(Tugas Latihan)
1) Salin dengan persis bagian teks bacaan yang dimulai dari "Sang Pilot, Bhavye" dan berakhir pada "itu pupus sudah.".
2) Menurut teks bacaan, ke negara mana sang pilot berencana kembali bersama istrinya?

(Teks Bacaan)

Dari Tragedi Menjadi Komedi

ilustrasi pesawat jatuh

[pastordepan.com]Beberapa kisah mengenai penumpang Lion Air JT610 sangat menyesakkan hati. Kematian yang tiba-tiba menimpa mereka membuat shock keluarga mereka dan masyarakat.

Betapa tidak, beberapa jam sebelum peristiwa tersebut semuanya baik-baik saja. Jauh hari sebelum mereka terbang, ketika mereka mencari tiket untuk penerbangan Senin pagi tersebut tidak ada bisikan yang memberitahukan bahwa pesawat dengan penerbangan jam tersebut akan menuju maut.

Pepatah mengatakan, “Untung tak dapat diraih, malang tak dapat ditolak artinya kehidupan didepan kita adalah rahasia Allah, untung maupun malang sering datang tiba-tiba tanpa disangka.”

Apapun yang kita rencanakan hari ini, esok ketika tiba hari dimana kita akan mewujudkan rencana itu, tidak ada jaminan semua akan berjalan baik-baik saja. Dan kalau rencana itu berjalan dengan baik, itu hanya kemurahan Tuhan semata.

Sang Pilot, Bhavye Suneja, yang menerbangkan pesawat tersebut tidak bisa menjamin akan tiba dengan selamat di tujuan, dia tewas dalam kecelakaan tersebut bersama 188 penumpang lainya. Dengan demikian dia meninggalkan seorang istri yang baru dia nikahi 2 tahun lalu dengan dukacita yang berat, padahal sang Pilot ini sudah merencanakan akan kembali ke India bersama istrinya dan bekerja disana, rencana itu pupus sudah.

Seorang yang bernama Syahrudin asal Batuceper Tangerang, harus meninggalkan istri dan 3 anaknya dalam duka yang berat. Mereka ditinggalkan ayah yang selama ini menjadi tumpuan hidup mereka.

[Cuplikan data penunjukan]
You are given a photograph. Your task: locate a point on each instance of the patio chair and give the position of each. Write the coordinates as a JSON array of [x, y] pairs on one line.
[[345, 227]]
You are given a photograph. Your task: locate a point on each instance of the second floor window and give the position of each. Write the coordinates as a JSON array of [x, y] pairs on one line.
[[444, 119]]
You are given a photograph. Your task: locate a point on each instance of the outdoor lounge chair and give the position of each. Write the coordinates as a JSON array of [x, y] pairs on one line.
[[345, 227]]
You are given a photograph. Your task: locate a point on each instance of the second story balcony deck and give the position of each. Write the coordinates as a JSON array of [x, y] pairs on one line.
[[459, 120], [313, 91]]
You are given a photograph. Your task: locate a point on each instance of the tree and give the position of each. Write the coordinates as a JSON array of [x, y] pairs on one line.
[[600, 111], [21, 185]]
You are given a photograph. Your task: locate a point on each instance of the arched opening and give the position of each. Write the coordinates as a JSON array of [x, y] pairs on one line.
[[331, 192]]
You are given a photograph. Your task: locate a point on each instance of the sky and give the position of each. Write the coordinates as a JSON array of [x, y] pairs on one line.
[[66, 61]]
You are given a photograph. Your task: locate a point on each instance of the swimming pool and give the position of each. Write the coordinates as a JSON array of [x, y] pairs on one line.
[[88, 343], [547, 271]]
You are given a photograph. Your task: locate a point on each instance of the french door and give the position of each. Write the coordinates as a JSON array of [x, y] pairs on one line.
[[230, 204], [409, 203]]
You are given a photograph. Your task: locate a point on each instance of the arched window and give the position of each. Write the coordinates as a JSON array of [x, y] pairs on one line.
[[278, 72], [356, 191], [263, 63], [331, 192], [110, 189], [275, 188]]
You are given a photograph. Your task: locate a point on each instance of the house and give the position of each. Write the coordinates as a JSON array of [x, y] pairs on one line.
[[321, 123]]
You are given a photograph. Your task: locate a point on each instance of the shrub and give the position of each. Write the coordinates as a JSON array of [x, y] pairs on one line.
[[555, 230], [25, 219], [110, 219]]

(Jawaban Berurutan)
1)
Sang Pilot, Bhavye Suneja, yang menerbangkan pesawat tersebut tidak bisa menjamin akan tiba dengan selamat di tujuan, dia tewas dalam kecelakaan tersebut bersama 188 penumpang lainya. Dengan demikian dia meninggalkan seorang istri yang baru dia nikahi 2 tahun lalu dengan dukacita yang berat, padahal sang Pilot ini sudah merencanakan akan kembali ke India bersama istrinya dan bekerja disana, rencana itu pupus sudah.

2) Ke India.